→ **Página**
-----
Rato de Biblioteca: memórias intelectuais de um diplomata não convencional
Paulo Roberto de Almeida, diplomata, professor.
Nova redação do trabalho n. 5126, com aportes dos trabalhos 5062 e 5072, para avançar na redação das minhas memórias entre a academia e a diplomacia.
Vamos começar primeiro por uma exposição em torno dos três conceitos duplos inscritos no título deste trabalho. “Rato de Biblioteca” nada mais representa senão minha natureza mais profunda, minha condição mais estável e durável ao longo de mais de meio século, provavelmente três quartos, desde a segunda metade do século XX e o primeiro quarto do atual. Devo ter passado mais da metade da minha vida entre livros, seja em bibliotecas públicas ou universitárias, seja em minhas próprias bibliotecas, agora divididas em três lugares diferentes, com diferentes graus de organização e acesso.
-----
→ **Dados fornecidos**
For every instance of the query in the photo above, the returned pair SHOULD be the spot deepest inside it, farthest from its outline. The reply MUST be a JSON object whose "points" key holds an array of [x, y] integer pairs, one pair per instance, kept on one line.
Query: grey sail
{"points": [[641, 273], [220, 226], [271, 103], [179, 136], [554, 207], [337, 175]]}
-----
→ **Instrução dada**
Copie literalmente o trecho das memórias que vai de "Rato de Biblioteca: memórias" até "organização e acesso.", incluindo esses dois pontos. Os dados acima são um material à parte, independente do texto das memórias.

→ **Resultado da tarefa**
Rato de Biblioteca: memórias intelectuais de um diplomata não convencional
Paulo Roberto de Almeida, diplomata, professor.
Nova redação do trabalho n. 5126, com aportes dos trabalhos 5062 e 5072, para avançar na redação das minhas memórias entre a academia e a diplomacia.
Vamos começar primeiro por uma exposição em torno dos três conceitos duplos inscritos no título deste trabalho. “Rato de Biblioteca” nada mais representa senão minha natureza mais profunda, minha condição mais estável e durável ao longo de mais de meio século, provavelmente três quartos, desde a segunda metade do século XX e o primeiro quarto do atual. Devo ter passado mais da metade da minha vida entre livros, seja em bibliotecas públicas ou universitárias, seja em minhas próprias bibliotecas, agora divididas em três lugares diferentes, com diferentes graus de organização e acesso.